Quoted passage.
>>>>

Detect changes in std_logic vhdl

2
votes

I am trying to detect changes in the input signals of my Selector. When I find the first input that changed (either rising or falling edge), I give an index as output. When I try to synthesize my source code, I get an error "unsupported Clock statement". A also tried to use "rising_edge" and "falling_edge", but I got the same error. Here is my code

library ieee;
use ieee.std_logic_1164.all;

entity Selector is
port (
X1:  in std_logic;
X2:  in std_logic;
X3:  in std_logic;
X4:  in std_logic;
X5:  in std_logic;
X6:  in std_logic;
O:       out std_logic_vector(2 downto 0)
);
end Selector;


architecture behave of Selector is
begin
process(X1,X2,X3,X4,X5,X6)
begin
    if (X1'event) then
            O <= "000";
    elsif (X2'event) then
            O <= "001";
    elsif (X3'event) then
            O <= "010";
    elsif (X4'event) then
            O <= "011";
    elsif (X5'event) then
            O <= "100";
    elsif (X6'event) then
            O <= "101";
    else
            O <= "000";
    end if;
end process;
end behave;

Is there an alternative solution for that?

1
vhdl
The incomplete Xilinx XST error message is telling you that a double data rate register with six clocks isn't a supported synthesis construct (see XST HDL supported constructs). Perhaps you could give a bit more of an idea what you're trying to do here. It looks a bit like a priority encoder other than be time order sensitive. If you have desired simulation results dependent on time ordering you'd need to impose a clock compatible with all the events to insure ordering. - user1155120
I want to monitor those six signals. I want to be able to find the first to change (either from H to L or L to H), respecting the priority they have. When I find that signal, I output a specific vector. - user3551775

1 Answers

1
votes

You would need an additional clock input to make a comparison between the value of X1, X2, ... in the current clock cycle and the value in the last clock cycle. If the Xes are asynchronous to the clock you have to synchronize them first.

Input synchronisation

To synchronize the inputs to the clock, you have to sample each input with two D flip-flops in serial. The output of the first flip-flop may be harmed by metastability problems which is described in more detail in these papers:

The connection between both flip-flops (for each input) must be constrained so that the rounting path between them is as short as possible. The implementation below will just show the two flip-flops. A more advanced implementation can be found in the sync_Bits component of the PoC Library where I am one of the authors.

<<<<

What the exercise asks. Continue the forum thread on detecting changes in VHDL input signals from the point where it stops.

Recorded information.

>>>>

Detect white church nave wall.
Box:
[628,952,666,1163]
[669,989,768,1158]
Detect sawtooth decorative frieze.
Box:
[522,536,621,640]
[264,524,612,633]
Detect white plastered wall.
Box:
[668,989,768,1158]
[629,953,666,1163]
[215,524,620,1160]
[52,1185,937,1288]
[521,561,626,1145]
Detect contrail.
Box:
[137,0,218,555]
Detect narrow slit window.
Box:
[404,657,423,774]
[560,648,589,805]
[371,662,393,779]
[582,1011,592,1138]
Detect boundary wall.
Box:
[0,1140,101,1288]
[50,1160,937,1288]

<<<<
>>>>

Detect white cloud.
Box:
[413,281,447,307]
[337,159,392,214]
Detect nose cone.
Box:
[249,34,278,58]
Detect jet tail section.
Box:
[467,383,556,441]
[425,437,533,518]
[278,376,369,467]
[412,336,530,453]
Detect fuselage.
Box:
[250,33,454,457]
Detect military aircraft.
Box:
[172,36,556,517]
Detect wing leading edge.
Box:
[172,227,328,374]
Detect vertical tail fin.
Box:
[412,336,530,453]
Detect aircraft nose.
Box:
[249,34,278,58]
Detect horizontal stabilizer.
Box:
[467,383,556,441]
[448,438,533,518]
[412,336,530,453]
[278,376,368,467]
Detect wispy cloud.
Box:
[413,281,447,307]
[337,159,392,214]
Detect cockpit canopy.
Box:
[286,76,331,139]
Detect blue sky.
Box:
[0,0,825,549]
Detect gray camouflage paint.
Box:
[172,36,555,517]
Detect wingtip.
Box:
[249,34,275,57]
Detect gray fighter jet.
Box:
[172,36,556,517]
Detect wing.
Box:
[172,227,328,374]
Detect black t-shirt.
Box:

<<<<

Result for this exercise.
Comparison

Once the input is synchronous to the clock, just delay it another clock cylce. This will make up the last value, so that, you can compare the current values to the last values to detect a signal change. The frequency of the input clock must be much faster than the frequency of change on one of the X inputs:

  • to get a fast repsonse of the edge-detection, and
  • to catch all signal changes.

Here is a possible implementation:

library ieee;
use ieee.std_logic_1164.all;

entity Selector is
    port (
        clk : in std_logic;
        X1:  in std_logic;
        X2:  in std_logic;
        X3:  in std_logic;
        X4:  in std_logic;
        X5:  in std_logic;
        X6:  in std_logic;
        O:   out std_logic_vector(2 downto 0)
    );
end Selector;

architecture behave of Selector is
    signal X : std_logic_vector(6 downto 1); -- all inputs in one vector
    signal X_meta : std_logic_vector(6 downto 1); -- first  sampling stage
    signal X_curr : std_logic_vector(6 downto 1); -- second sampling stage =
                                                  -- current value
    signal X_last : std_logic_vector(6 downto 1); -- last value of X_curr
begin
    -- Concatenate all inputs to one vector for shorter code below.
    X <= X6 & X5 & X4 & X3 & X2 & X1;

    -- Synchronize external inputs to clock. If the X* inputs are already
    -- synchronous to 'clk' then replace this process with:
    -- X_curr <= X;
    sync: process(clk)
    begin
        if rising_edge(clk) then
            -- The path betweeen these two flip-flops must be constrained for a
            -- short delay, so that, the wire in between is as ahort as
            -- possible. 
            X_meta <= X;
            X_curr <= X_meta;
        end if;
    end process;

    -- This statement delays the current value X_curr by one clock cycle.
    X_last <= X_curr when rising_edge(clk);

    -- Comparison and selector output.
    process(X_curr, X_last)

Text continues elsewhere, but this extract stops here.